◆ DO THIS
Quote the lines from the line holding "Exercise. Point to the leafy" to the very end of the listing, exactly, and no others.
**** EXERCISE MATERIAL ****
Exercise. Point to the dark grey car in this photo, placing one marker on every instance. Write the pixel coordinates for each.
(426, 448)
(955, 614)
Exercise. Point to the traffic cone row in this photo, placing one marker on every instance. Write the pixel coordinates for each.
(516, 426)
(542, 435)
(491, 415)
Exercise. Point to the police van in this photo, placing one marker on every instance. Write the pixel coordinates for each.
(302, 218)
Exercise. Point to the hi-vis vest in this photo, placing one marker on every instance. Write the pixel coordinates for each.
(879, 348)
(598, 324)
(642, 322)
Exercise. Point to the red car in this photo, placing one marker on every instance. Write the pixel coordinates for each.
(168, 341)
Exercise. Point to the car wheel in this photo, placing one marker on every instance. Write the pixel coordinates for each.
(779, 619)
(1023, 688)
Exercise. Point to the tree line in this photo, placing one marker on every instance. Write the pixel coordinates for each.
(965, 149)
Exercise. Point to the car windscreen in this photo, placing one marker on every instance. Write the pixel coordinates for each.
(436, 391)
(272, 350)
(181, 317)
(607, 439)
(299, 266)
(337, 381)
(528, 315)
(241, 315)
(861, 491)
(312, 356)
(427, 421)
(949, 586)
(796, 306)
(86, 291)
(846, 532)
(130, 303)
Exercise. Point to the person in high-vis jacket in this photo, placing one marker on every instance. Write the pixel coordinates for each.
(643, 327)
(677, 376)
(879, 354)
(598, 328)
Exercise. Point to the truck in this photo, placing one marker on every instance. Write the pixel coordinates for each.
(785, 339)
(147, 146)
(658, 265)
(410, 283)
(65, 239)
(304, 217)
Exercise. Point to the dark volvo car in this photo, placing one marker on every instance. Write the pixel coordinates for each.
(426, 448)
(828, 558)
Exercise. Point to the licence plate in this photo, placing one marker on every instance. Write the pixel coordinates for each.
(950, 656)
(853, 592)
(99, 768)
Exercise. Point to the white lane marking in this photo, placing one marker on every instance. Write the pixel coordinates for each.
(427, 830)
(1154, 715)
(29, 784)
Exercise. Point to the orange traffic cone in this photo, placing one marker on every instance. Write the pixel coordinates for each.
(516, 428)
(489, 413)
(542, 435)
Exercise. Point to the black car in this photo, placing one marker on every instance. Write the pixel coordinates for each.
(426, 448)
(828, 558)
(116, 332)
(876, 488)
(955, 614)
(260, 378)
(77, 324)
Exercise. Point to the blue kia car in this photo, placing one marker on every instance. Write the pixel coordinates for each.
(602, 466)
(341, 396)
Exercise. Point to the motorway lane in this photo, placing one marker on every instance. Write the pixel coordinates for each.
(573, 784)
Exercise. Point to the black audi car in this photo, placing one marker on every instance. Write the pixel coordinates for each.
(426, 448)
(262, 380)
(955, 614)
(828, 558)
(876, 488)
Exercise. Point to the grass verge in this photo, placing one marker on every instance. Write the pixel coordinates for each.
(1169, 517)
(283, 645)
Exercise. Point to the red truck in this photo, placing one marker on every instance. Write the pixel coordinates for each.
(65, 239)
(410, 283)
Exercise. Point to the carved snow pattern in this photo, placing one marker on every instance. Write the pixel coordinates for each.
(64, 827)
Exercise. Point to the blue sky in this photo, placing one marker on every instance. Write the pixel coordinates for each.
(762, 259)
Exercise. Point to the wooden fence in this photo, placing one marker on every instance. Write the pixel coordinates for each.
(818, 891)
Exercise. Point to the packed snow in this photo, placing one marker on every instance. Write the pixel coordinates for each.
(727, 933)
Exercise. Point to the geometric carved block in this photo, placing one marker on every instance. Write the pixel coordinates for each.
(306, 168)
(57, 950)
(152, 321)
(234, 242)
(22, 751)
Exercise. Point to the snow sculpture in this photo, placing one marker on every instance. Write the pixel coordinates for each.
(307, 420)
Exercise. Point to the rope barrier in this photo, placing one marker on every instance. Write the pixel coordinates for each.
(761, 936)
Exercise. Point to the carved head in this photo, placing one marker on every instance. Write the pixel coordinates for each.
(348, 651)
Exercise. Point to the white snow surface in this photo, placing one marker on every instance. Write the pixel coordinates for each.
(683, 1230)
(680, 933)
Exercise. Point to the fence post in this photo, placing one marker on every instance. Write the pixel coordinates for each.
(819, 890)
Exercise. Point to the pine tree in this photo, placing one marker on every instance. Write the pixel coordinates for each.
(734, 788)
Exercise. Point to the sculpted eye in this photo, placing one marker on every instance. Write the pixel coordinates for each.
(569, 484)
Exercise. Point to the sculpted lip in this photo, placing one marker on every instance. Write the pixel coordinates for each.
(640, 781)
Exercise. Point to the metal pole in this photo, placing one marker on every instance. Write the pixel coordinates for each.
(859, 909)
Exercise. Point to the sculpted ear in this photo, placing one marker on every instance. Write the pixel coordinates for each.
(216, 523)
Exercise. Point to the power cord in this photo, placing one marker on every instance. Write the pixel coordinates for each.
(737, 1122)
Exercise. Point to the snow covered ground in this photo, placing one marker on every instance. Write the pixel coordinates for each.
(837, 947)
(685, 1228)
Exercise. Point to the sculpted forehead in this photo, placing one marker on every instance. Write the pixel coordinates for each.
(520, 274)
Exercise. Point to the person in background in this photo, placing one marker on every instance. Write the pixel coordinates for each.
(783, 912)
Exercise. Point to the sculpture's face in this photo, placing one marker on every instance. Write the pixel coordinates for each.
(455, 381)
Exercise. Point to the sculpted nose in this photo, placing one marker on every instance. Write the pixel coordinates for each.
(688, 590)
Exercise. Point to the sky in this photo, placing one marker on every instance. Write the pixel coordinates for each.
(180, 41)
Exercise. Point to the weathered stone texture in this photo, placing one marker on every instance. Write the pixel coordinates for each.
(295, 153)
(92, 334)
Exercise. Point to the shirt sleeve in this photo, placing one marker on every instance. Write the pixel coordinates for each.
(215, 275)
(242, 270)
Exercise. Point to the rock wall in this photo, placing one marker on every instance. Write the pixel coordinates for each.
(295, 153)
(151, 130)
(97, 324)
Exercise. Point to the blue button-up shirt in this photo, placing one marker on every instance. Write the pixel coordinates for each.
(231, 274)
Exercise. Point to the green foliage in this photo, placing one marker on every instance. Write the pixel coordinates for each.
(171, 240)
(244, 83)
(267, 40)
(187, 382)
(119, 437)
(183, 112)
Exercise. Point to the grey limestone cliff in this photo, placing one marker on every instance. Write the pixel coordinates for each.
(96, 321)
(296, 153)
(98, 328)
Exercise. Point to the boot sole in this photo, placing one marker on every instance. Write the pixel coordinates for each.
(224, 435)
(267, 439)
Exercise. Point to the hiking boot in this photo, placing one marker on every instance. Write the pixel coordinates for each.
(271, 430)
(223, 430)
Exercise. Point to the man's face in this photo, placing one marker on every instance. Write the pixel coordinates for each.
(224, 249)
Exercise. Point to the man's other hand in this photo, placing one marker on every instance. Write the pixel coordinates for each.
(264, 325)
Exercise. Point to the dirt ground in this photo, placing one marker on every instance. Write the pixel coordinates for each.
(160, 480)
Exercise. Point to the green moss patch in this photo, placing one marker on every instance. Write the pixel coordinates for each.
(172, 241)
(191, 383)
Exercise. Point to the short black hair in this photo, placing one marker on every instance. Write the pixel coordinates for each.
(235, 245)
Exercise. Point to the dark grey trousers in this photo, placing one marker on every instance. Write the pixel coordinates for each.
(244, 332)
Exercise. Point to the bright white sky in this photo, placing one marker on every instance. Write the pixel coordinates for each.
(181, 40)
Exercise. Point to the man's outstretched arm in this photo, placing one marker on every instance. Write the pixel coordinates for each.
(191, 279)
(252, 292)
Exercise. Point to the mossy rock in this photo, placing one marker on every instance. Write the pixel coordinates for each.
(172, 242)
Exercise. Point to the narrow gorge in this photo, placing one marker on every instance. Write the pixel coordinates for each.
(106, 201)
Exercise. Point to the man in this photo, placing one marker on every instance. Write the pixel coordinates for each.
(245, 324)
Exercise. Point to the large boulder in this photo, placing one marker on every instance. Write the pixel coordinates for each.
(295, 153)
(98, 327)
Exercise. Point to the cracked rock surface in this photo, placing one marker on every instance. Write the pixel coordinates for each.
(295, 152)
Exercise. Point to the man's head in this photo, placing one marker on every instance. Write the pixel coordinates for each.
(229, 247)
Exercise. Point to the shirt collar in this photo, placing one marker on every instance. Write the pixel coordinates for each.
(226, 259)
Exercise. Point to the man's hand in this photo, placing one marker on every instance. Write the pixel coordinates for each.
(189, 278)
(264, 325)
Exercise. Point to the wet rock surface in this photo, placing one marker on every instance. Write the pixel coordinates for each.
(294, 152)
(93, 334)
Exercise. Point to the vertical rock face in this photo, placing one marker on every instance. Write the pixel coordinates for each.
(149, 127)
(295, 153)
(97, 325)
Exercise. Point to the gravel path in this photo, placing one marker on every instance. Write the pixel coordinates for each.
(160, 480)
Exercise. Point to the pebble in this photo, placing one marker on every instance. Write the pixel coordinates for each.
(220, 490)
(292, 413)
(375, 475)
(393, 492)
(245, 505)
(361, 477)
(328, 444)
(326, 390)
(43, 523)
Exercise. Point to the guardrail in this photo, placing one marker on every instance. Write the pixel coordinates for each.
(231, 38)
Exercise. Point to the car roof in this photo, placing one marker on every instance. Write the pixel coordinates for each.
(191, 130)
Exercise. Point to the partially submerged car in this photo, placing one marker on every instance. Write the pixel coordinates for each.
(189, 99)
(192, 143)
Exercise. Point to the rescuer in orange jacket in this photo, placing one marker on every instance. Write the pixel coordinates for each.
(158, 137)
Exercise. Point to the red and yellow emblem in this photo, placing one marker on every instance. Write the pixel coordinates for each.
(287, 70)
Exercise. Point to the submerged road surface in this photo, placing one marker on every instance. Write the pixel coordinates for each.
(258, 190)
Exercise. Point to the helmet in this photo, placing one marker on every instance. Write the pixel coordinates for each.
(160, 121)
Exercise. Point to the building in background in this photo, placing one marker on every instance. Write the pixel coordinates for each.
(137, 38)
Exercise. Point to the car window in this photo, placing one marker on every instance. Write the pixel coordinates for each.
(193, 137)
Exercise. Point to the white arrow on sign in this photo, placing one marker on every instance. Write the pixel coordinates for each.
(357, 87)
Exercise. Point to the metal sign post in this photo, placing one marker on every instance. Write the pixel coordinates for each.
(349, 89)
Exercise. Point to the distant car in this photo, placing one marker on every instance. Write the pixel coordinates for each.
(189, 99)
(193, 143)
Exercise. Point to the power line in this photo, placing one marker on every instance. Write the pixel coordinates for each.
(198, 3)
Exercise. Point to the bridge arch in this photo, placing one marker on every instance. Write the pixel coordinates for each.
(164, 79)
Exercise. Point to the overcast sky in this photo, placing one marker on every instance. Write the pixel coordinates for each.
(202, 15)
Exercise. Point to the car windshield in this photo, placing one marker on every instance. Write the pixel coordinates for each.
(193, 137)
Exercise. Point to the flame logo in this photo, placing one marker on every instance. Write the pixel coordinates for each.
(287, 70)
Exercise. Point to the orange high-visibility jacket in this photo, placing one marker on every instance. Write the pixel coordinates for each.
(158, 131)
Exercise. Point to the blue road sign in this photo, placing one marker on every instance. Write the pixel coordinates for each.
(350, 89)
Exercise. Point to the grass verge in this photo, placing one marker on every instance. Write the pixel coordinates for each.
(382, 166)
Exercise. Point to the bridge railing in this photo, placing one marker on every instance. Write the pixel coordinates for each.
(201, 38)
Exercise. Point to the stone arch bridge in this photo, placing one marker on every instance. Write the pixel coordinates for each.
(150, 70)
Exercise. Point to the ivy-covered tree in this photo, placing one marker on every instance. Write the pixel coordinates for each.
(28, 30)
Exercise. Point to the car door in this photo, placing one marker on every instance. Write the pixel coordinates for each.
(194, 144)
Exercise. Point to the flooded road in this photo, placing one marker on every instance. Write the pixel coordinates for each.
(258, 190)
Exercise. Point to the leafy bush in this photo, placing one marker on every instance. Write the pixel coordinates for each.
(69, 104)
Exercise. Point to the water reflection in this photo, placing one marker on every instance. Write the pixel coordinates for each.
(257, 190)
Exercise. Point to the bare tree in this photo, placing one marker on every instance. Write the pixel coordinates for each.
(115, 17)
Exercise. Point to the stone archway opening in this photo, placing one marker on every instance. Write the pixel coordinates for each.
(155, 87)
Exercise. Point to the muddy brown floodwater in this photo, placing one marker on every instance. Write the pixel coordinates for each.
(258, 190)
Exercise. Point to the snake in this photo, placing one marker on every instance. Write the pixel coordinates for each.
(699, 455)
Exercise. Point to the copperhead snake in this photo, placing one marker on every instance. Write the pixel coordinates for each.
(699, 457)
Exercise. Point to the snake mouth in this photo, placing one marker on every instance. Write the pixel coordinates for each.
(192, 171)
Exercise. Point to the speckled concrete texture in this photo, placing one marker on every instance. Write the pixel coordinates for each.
****
◆ EXERCISE ANSWER
Exercise. Point to the leafy bush in this photo, placing one marker on every instance. Write the pixel coordinates for each.
(69, 104)
Exercise. Point to the water reflection in this photo, placing one marker on every instance. Write the pixel coordinates for each.
(257, 190)
Exercise. Point to the bare tree in this photo, placing one marker on every instance. Write the pixel coordinates for each.
(115, 17)
Exercise. Point to the stone archway opening in this photo, placing one marker on every instance. Write the pixel coordinates for each.
(155, 87)
Exercise. Point to the muddy brown floodwater in this photo, placing one marker on every instance. Write the pixel coordinates for each.
(258, 190)
Exercise. Point to the snake in this photo, placing one marker on every instance. Write the pixel coordinates for each.
(699, 455)
Exercise. Point to the copperhead snake in this photo, placing one marker on every instance. Write the pixel coordinates for each.
(699, 457)
Exercise. Point to the snake mouth in this photo, placing one marker on every instance. Write the pixel coordinates for each.
(192, 171)
Exercise. Point to the speckled concrete texture in this photo, placing one marker on every instance. Write the pixel coordinates for each.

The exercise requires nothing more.